Put the part of the records that opens with the line containing "[indicate] one point per instance, sample <point>139,66</point>." and closes with the line containing "<point>174,77</point>" into a Markdown table with two columns, Row and Line. Number each line and skip any blank lines.

Given information>
▼
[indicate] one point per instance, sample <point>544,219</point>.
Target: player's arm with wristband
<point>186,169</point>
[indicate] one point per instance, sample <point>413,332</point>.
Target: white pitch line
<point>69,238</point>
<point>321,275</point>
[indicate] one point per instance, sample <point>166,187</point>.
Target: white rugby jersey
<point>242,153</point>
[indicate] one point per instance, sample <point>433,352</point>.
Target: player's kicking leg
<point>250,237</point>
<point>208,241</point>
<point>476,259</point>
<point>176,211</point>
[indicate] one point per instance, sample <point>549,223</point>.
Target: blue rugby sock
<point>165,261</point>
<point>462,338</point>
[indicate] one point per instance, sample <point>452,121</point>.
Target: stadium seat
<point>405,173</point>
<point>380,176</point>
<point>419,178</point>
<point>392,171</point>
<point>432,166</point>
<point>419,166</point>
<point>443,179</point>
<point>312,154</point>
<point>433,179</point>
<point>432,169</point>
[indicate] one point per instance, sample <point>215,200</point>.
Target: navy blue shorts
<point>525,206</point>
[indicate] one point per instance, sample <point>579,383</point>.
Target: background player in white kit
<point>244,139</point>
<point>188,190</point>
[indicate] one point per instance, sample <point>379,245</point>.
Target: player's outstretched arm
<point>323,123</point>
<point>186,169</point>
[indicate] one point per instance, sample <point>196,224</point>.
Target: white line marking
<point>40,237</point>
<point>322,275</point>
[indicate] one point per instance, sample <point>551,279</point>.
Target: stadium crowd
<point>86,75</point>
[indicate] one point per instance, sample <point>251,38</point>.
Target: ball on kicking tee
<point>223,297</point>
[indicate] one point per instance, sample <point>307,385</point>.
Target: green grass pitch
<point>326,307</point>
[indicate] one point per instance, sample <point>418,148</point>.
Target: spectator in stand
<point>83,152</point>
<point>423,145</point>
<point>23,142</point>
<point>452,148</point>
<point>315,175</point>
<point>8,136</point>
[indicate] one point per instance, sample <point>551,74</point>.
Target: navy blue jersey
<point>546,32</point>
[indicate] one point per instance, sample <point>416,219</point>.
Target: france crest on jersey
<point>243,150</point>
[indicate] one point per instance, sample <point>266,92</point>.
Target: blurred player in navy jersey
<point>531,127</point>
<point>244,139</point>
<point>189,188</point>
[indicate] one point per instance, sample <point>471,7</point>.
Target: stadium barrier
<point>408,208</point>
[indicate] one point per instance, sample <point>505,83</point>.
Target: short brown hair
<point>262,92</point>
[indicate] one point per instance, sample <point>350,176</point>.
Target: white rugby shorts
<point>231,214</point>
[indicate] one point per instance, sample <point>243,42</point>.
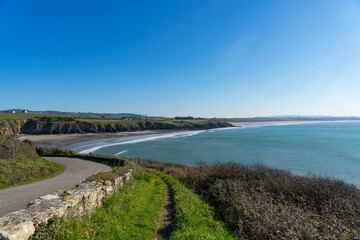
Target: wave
<point>119,153</point>
<point>144,139</point>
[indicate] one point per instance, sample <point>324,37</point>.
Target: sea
<point>327,149</point>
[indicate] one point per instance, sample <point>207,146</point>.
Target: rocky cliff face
<point>11,127</point>
<point>11,148</point>
<point>69,126</point>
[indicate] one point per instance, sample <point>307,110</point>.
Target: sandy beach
<point>62,140</point>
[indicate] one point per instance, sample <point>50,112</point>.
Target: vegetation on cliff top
<point>19,163</point>
<point>67,124</point>
<point>11,148</point>
<point>130,213</point>
<point>264,203</point>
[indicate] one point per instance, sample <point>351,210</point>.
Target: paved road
<point>76,170</point>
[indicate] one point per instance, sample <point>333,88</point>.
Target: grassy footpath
<point>23,171</point>
<point>133,211</point>
<point>194,219</point>
<point>130,213</point>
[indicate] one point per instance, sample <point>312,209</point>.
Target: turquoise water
<point>324,149</point>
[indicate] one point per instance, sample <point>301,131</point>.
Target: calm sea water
<point>324,149</point>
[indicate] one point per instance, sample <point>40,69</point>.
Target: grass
<point>258,202</point>
<point>130,213</point>
<point>23,171</point>
<point>107,176</point>
<point>194,219</point>
<point>16,116</point>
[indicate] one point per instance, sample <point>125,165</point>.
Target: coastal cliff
<point>70,126</point>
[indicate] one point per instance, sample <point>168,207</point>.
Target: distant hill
<point>11,148</point>
<point>83,114</point>
<point>291,118</point>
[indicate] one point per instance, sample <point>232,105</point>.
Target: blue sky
<point>170,58</point>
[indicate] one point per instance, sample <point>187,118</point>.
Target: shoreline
<point>63,140</point>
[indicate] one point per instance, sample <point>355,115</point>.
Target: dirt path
<point>166,215</point>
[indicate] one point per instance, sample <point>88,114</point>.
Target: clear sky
<point>203,58</point>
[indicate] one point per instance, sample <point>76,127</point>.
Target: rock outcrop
<point>11,148</point>
<point>20,225</point>
<point>69,126</point>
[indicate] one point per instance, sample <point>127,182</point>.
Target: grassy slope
<point>15,116</point>
<point>194,219</point>
<point>23,171</point>
<point>130,213</point>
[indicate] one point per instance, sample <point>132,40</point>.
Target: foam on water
<point>139,140</point>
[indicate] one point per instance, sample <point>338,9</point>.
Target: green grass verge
<point>194,219</point>
<point>23,171</point>
<point>130,213</point>
<point>107,176</point>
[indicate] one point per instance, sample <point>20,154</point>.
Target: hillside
<point>20,164</point>
<point>10,148</point>
<point>70,125</point>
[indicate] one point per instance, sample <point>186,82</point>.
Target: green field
<point>15,116</point>
<point>23,171</point>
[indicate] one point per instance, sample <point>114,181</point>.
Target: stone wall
<point>83,198</point>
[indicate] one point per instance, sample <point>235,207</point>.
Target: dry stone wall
<point>20,225</point>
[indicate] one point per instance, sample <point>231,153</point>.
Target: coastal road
<point>76,170</point>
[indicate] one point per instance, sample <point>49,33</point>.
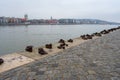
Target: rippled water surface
<point>16,38</point>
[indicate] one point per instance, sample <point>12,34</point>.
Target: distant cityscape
<point>51,21</point>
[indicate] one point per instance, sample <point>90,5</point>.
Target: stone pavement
<point>97,59</point>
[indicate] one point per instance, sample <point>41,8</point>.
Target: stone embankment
<point>96,59</point>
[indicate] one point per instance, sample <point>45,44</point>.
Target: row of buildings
<point>25,20</point>
<point>13,20</point>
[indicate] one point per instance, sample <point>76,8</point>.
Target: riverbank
<point>22,58</point>
<point>91,59</point>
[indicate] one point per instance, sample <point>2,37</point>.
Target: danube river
<point>16,38</point>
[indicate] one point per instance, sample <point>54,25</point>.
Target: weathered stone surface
<point>97,59</point>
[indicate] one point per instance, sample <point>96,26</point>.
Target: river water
<point>16,38</point>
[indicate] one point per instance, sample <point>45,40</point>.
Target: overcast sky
<point>43,9</point>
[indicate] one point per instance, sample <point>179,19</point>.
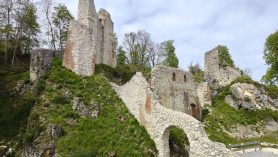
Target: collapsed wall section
<point>216,75</point>
<point>90,40</point>
<point>79,53</point>
<point>176,90</point>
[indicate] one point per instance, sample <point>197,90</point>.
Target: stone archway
<point>195,111</point>
<point>178,143</point>
<point>174,148</point>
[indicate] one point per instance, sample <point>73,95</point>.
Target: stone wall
<point>109,47</point>
<point>204,94</point>
<point>90,40</point>
<point>158,120</point>
<point>218,76</point>
<point>78,55</point>
<point>176,90</point>
<point>40,63</point>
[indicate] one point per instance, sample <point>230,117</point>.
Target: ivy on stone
<point>225,58</point>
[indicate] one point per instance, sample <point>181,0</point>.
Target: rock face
<point>40,63</point>
<point>216,75</point>
<point>254,131</point>
<point>250,97</point>
<point>91,111</point>
<point>159,120</point>
<point>176,90</point>
<point>90,40</point>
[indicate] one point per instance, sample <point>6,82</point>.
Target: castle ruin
<point>176,90</point>
<point>90,40</point>
<point>218,76</point>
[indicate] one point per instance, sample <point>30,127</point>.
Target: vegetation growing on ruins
<point>271,58</point>
<point>225,58</point>
<point>223,117</point>
<point>115,131</point>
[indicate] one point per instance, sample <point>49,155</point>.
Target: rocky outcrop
<point>44,144</point>
<point>90,111</point>
<point>250,97</point>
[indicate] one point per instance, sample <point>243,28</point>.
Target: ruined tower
<point>218,76</point>
<point>90,40</point>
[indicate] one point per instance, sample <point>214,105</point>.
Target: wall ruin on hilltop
<point>90,40</point>
<point>215,75</point>
<point>176,90</point>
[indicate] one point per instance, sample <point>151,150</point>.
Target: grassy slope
<point>14,108</point>
<point>89,137</point>
<point>223,115</point>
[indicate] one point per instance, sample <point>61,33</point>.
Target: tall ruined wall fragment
<point>90,40</point>
<point>79,53</point>
<point>216,75</point>
<point>176,90</point>
<point>108,43</point>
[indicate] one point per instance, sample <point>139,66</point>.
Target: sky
<point>198,26</point>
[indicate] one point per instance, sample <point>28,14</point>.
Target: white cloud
<point>197,26</point>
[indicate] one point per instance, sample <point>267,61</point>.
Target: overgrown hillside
<point>222,117</point>
<point>16,102</point>
<point>114,132</point>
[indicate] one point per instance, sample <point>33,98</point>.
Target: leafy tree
<point>6,17</point>
<point>121,57</point>
<point>225,57</point>
<point>61,18</point>
<point>271,58</point>
<point>168,49</point>
<point>139,47</point>
<point>197,72</point>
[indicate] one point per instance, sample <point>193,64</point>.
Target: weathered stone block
<point>176,90</point>
<point>90,40</point>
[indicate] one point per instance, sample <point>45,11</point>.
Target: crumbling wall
<point>204,94</point>
<point>216,75</point>
<point>90,40</point>
<point>158,120</point>
<point>40,63</point>
<point>176,90</point>
<point>79,53</point>
<point>108,45</point>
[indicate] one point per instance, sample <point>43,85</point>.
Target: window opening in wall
<point>195,111</point>
<point>174,77</point>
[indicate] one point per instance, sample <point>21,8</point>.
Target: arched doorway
<point>178,143</point>
<point>195,111</point>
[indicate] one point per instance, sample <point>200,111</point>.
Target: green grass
<point>84,136</point>
<point>223,116</point>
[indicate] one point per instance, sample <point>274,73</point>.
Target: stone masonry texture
<point>176,90</point>
<point>159,120</point>
<point>90,40</point>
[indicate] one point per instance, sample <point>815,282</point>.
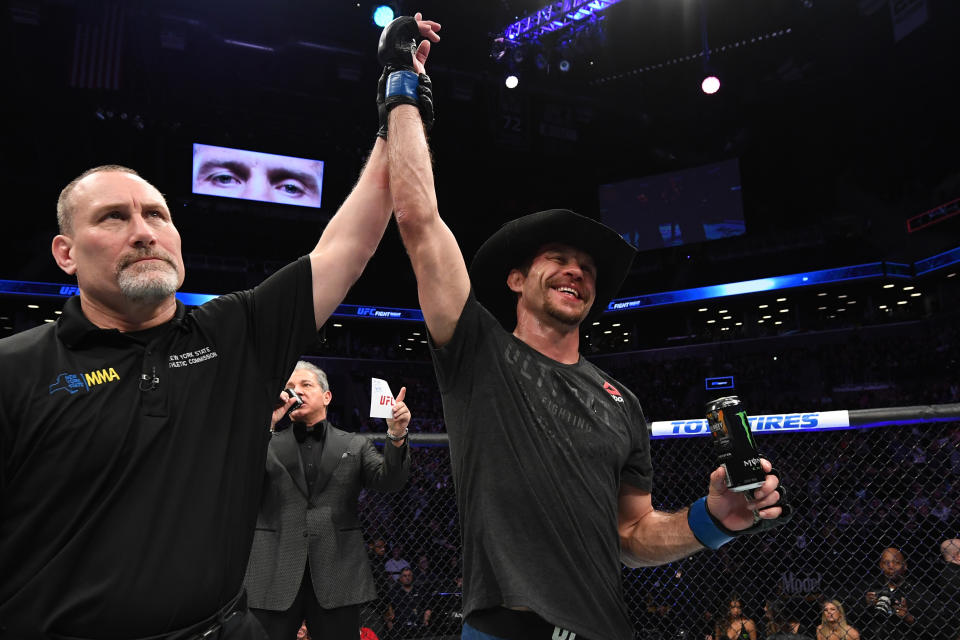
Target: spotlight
<point>710,85</point>
<point>382,15</point>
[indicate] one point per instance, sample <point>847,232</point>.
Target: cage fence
<point>856,492</point>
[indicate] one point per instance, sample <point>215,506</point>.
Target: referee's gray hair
<point>316,371</point>
<point>65,206</point>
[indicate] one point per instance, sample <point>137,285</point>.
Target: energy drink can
<point>297,402</point>
<point>733,443</point>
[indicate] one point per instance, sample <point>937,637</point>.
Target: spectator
<point>891,602</point>
<point>833,623</point>
<point>734,625</point>
<point>395,564</point>
<point>410,609</point>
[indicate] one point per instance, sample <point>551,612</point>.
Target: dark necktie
<point>301,432</point>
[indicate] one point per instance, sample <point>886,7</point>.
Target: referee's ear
<point>62,250</point>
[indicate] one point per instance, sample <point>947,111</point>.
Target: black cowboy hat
<point>518,240</point>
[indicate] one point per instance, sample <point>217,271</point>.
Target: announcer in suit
<point>309,561</point>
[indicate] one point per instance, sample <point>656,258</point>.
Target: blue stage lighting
<point>383,15</point>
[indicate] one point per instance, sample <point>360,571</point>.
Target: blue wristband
<point>402,84</point>
<point>703,528</point>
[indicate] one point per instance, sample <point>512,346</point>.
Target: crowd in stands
<point>857,493</point>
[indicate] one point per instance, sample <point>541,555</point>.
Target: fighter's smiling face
<point>560,284</point>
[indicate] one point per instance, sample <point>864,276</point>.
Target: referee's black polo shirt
<point>127,506</point>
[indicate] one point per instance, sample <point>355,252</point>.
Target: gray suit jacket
<point>293,530</point>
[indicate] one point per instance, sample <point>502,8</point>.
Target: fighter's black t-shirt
<point>539,450</point>
<point>132,464</point>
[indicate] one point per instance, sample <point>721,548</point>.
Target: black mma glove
<point>763,524</point>
<point>399,83</point>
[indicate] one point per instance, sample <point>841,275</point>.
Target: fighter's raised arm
<point>352,235</point>
<point>442,280</point>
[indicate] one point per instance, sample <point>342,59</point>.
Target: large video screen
<point>671,209</point>
<point>252,175</point>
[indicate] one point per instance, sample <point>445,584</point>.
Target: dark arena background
<point>815,275</point>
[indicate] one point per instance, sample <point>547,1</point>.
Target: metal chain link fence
<point>857,492</point>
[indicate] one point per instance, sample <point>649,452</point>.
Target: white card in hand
<point>381,399</point>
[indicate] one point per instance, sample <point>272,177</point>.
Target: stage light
<point>382,15</point>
▲
Written answer>
| Row | Line |
|---|---|
| 1 | [indicate] one point per instance, sample <point>139,66</point>. |
| 2 | Target: sky |
| 3 | <point>198,26</point> |
| 4 | [indicate] one point per instance, sample <point>28,14</point>. |
| 5 | Target: white cloud |
| 6 | <point>197,26</point> |
| 7 | [indicate] one point per instance, sample <point>267,61</point>. |
| 8 | Target: overgrown hillside |
| 9 | <point>222,117</point> |
| 10 | <point>16,102</point> |
| 11 | <point>114,132</point> |
| 12 | [indicate] one point per instance, sample <point>33,98</point>. |
| 13 | Target: leafy tree |
| 14 | <point>6,17</point> |
| 15 | <point>121,57</point> |
| 16 | <point>225,57</point> |
| 17 | <point>61,18</point> |
| 18 | <point>271,58</point> |
| 19 | <point>168,49</point> |
| 20 | <point>139,47</point> |
| 21 | <point>197,72</point> |
| 22 | [indicate] one point per instance, sample <point>193,64</point>. |
| 23 | Target: weathered stone block |
| 24 | <point>176,90</point> |
| 25 | <point>90,40</point> |
| 26 | [indicate] one point per instance, sample <point>45,11</point>. |
| 27 | Target: crumbling wall |
| 28 | <point>204,94</point> |
| 29 | <point>216,75</point> |
| 30 | <point>90,40</point> |
| 31 | <point>158,120</point> |
| 32 | <point>40,63</point> |
| 33 | <point>176,90</point> |
| 34 | <point>79,53</point> |
| 35 | <point>108,45</point> |
| 36 | [indicate] one point per instance, sample <point>43,85</point>. |
| 37 | Target: window opening in wall |
| 38 | <point>195,111</point> |
| 39 | <point>174,77</point> |